- [Goal]
Transcribe the material in full, exactly as written.

- [Listed records]
·····
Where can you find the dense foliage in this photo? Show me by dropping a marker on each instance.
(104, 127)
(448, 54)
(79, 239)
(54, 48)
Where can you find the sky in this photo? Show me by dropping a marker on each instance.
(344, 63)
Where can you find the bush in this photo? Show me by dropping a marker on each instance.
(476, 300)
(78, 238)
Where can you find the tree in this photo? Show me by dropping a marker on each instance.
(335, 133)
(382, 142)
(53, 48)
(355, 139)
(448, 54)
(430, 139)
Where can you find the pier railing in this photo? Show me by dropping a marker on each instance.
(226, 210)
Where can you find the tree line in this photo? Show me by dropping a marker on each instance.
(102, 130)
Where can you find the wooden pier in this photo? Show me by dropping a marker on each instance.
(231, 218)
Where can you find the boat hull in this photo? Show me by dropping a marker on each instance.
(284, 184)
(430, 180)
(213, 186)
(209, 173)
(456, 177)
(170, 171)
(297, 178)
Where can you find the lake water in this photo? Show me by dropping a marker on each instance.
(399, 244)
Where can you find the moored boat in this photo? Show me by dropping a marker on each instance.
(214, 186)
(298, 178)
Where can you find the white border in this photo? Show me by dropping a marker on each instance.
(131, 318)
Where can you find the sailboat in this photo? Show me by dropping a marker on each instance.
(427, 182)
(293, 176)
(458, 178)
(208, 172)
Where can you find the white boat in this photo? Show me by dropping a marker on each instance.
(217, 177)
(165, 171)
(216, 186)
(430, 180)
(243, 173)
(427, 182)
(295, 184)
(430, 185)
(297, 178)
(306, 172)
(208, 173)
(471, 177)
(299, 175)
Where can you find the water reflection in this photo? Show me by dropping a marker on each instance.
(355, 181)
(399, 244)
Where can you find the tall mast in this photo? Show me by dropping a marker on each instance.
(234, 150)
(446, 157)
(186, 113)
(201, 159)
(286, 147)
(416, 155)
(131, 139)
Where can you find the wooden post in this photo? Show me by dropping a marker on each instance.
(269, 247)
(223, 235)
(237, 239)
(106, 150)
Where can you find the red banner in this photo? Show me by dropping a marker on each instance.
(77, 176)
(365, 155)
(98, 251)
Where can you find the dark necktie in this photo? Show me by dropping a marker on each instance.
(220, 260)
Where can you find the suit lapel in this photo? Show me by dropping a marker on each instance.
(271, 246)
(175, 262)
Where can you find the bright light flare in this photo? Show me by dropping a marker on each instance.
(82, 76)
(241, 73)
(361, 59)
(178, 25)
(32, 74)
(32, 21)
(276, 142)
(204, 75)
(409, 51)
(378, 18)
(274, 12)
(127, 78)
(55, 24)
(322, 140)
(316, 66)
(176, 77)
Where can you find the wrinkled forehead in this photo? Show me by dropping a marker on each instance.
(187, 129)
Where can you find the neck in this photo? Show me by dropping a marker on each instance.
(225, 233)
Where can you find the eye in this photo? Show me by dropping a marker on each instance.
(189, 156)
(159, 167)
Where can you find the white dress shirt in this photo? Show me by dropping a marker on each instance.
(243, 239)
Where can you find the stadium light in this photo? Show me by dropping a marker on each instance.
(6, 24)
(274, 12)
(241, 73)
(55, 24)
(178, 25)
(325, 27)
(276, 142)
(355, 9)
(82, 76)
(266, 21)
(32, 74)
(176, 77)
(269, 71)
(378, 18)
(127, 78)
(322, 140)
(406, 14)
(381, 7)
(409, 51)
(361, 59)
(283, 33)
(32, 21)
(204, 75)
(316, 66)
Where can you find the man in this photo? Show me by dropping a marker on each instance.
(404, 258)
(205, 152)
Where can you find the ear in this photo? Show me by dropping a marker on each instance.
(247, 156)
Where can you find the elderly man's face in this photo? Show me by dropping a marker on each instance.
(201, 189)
·····
- [Response]
Where can you find the dense foliage in this photo? Show me by dropping a marker on each instance.
(104, 127)
(448, 54)
(79, 239)
(54, 48)
Where can you find the sky in this photo? Show me by dropping a marker on each instance.
(344, 63)
Where can you find the bush in this photo? Show me by dropping a marker on each instance.
(476, 300)
(78, 238)
Where can you find the tree in this photo? Show me by dropping a marker on each instance.
(335, 133)
(382, 142)
(53, 48)
(355, 139)
(448, 54)
(430, 139)
Where can you find the pier railing in this photo? Show me by dropping a marker on each instance.
(226, 210)
Where can you find the tree line in this photo? Show me by dropping a marker on each instance.
(102, 130)
Where can you find the wooden pier in this photo? Show me by dropping a marker on each instance.
(231, 218)
Where can you find the boat hull in this photo? Show me by dropping a marker on each instance.
(284, 184)
(430, 180)
(213, 186)
(209, 173)
(456, 177)
(170, 171)
(297, 178)
Where can you find the lake water in this photo? Show me by dropping a marker on each instance.
(399, 244)
Where can you find the moored boat in this photo? Show me by dropping a marker on each instance.
(214, 186)
(298, 178)
Where can you find the white border in this photo? Show me by dropping a marker on each instance.
(131, 318)
Where can you find the sailboat in this photo? Show me by dropping a marker on each instance.
(427, 182)
(293, 176)
(458, 178)
(208, 172)
Where can you find the white boat in this photo? Show me by dropping a marker on each instance.
(217, 177)
(165, 171)
(216, 186)
(430, 180)
(243, 173)
(427, 182)
(295, 184)
(430, 185)
(297, 178)
(306, 172)
(208, 173)
(471, 177)
(299, 175)
Where can you find the water reflection in this photo? Show me by dropping a marker on each instance.
(355, 181)
(399, 244)
Where can you find the tall mast in this photo? Show me by dropping a marker on each instance.
(234, 150)
(446, 157)
(186, 113)
(201, 159)
(286, 147)
(416, 155)
(131, 139)
Where can you find the wooden post in this photo? Show me by dropping a marker on each instance.
(269, 247)
(223, 235)
(237, 239)
(106, 150)
Where can you find the red banner in this photo? Show me by dropping a marker on each instance.
(77, 176)
(365, 155)
(98, 251)
Where can you find the dark necktie in this photo? Show me by dropping a marker on each instance.
(220, 260)
Where can you find the suit lapel in this photo? Show me by dropping a marker on each instance.
(271, 246)
(175, 262)
Where can you find the bright light flare in this photo? Show me by dropping a marker on each instance.
(82, 76)
(241, 73)
(361, 59)
(178, 25)
(32, 74)
(32, 21)
(276, 142)
(204, 75)
(409, 51)
(378, 18)
(274, 12)
(127, 78)
(55, 24)
(322, 140)
(316, 66)
(176, 77)
Where can you find the wrinkled forehead in this photo? Show me by dropping a marker on each instance.
(187, 129)
Where can you find the neck in this photo? Show me by dropping a marker on each instance.
(225, 233)
Where can you find the eye in this photo? Show me by dropping a marker on each instance.
(189, 156)
(159, 167)
Where can you find the white dress shirt in this photo? Show me by dropping a marker on each instance.
(243, 239)
Where can you find the stadium light in this photo? Show me by dropping a marker on each instance.
(6, 24)
(274, 12)
(241, 73)
(55, 24)
(178, 25)
(325, 27)
(276, 142)
(355, 9)
(82, 76)
(266, 21)
(32, 74)
(176, 77)
(269, 71)
(378, 18)
(127, 78)
(322, 140)
(406, 14)
(381, 7)
(409, 51)
(361, 59)
(283, 33)
(32, 21)
(204, 75)
(316, 66)
Where can you find the man in this photo? Show me by dropping a marker on each instance.
(404, 258)
(205, 152)
Where can you find the ear in this photo? Show me by dropping a marker on each instance.
(247, 156)
Where can you find the elderly man's face in this photo? Show me by dropping a marker on each instance.
(201, 189)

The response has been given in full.